- Goal: Copy all of the material below exactly.

(Point annotation records)
┄┄┄┄┄┄
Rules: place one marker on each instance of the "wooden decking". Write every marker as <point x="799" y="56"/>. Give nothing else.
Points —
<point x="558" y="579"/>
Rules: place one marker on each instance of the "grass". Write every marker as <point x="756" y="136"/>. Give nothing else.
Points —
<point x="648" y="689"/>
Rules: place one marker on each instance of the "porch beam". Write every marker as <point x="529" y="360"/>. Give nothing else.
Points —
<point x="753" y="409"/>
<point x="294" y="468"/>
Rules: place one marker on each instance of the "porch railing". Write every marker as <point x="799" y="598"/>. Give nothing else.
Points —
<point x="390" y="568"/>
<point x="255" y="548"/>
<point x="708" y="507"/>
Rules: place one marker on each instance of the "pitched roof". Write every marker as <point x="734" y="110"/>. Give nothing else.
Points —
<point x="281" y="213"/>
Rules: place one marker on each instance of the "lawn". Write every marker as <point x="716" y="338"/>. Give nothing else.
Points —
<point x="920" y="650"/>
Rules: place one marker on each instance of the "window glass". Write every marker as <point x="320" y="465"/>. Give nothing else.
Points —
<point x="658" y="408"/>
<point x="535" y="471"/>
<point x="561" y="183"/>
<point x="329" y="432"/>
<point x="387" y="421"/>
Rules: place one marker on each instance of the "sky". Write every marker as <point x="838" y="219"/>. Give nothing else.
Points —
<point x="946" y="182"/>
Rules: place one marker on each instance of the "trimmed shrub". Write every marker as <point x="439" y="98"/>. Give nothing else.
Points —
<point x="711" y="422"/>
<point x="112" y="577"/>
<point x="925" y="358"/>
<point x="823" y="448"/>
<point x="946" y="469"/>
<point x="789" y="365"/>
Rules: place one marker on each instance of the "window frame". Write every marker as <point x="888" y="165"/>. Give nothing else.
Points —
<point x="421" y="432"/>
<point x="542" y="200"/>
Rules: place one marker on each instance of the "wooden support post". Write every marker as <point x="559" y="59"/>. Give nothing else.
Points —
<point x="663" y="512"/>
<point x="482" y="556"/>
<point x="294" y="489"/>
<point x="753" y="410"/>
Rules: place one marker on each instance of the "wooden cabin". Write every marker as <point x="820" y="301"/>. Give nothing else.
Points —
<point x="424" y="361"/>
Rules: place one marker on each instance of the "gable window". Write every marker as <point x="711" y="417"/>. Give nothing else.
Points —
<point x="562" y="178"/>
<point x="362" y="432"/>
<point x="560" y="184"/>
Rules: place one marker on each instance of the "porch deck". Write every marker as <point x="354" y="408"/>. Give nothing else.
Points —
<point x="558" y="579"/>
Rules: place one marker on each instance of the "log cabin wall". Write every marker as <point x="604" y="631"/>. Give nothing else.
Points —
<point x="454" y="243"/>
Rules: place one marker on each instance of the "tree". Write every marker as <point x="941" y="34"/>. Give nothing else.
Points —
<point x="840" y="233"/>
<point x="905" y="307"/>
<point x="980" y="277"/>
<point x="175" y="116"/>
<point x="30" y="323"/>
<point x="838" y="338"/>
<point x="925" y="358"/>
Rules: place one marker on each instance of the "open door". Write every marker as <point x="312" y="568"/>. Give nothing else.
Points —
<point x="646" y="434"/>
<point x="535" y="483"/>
┄┄┄┄┄┄
- Result of the task:
Rules: place one marker on each instance of the "wooden decking". Write every marker as <point x="799" y="56"/>. Give nothing else.
Points —
<point x="558" y="579"/>
Rules: place one marker on each instance of the "grass". Write every marker as <point x="756" y="136"/>. Give nothing else.
Points —
<point x="648" y="689"/>
Rules: place one marker on each instance of the "porch beam". Write every marker as <point x="529" y="360"/>. Give nothing else.
Points —
<point x="753" y="409"/>
<point x="294" y="468"/>
Rules: place one marker on each instance of the "porch railing". Write every marker as <point x="799" y="598"/>. Give nothing else.
Points —
<point x="390" y="568"/>
<point x="255" y="548"/>
<point x="708" y="507"/>
Rules: place one marker on each instance of the "pitched roof". Write every marker as <point x="734" y="110"/>. Give nothing else.
Points —
<point x="281" y="213"/>
Rules: place one marker on each instance of the "lawn". Write every marker as <point x="716" y="338"/>. Give nothing else.
Points —
<point x="920" y="650"/>
Rules: place one marker on each instance of the "window glass". Write every marker as <point x="320" y="465"/>. Give nothing else.
Points —
<point x="658" y="408"/>
<point x="535" y="471"/>
<point x="561" y="183"/>
<point x="329" y="432"/>
<point x="387" y="421"/>
Rules: place one marker on each instance of the "sky". Write every marker as <point x="838" y="219"/>. Give nothing else.
Points —
<point x="946" y="182"/>
Rules: place one marker on each instance of the "trimmed shrub". Write every marker as <point x="439" y="98"/>. Give nothing else.
Points —
<point x="711" y="422"/>
<point x="112" y="577"/>
<point x="925" y="358"/>
<point x="823" y="448"/>
<point x="946" y="469"/>
<point x="789" y="365"/>
Rules: place one marker on each instance of the "window frame". Write every marker as <point x="888" y="165"/>. Give nothing else.
Points —
<point x="421" y="432"/>
<point x="542" y="200"/>
Rules: place one marker on each instance of the "wooden support post". Write every marker as <point x="559" y="59"/>. Give nothing else.
Points —
<point x="663" y="512"/>
<point x="482" y="556"/>
<point x="294" y="489"/>
<point x="753" y="410"/>
Rules: place one marker on each instance of the "wooden cabin". Write every marker as <point x="820" y="301"/>. Give nothing else.
Points —
<point x="424" y="361"/>
Rules: place one marker on each instance of the "gable window". Write every marker as <point x="711" y="417"/>. Give nothing else.
Points —
<point x="562" y="178"/>
<point x="362" y="432"/>
<point x="560" y="184"/>
Rules: place one marker on each instance of the "porch deck". Write every marker as <point x="354" y="408"/>. Give nothing else.
Points —
<point x="558" y="579"/>
Rules: place one marker on each instance of the "log cabin wall". Write every marker as <point x="604" y="631"/>. Give nothing else.
Points —
<point x="454" y="243"/>
Rules: place one marker on each instance of the "tree". Write every marker as <point x="941" y="34"/>. Give nothing else.
Points —
<point x="840" y="233"/>
<point x="905" y="307"/>
<point x="980" y="277"/>
<point x="175" y="116"/>
<point x="30" y="323"/>
<point x="838" y="338"/>
<point x="925" y="358"/>
Rules: place one marker on each instance of the "open door". Write every marker as <point x="312" y="568"/>. Give nothing else.
Points —
<point x="646" y="434"/>
<point x="535" y="483"/>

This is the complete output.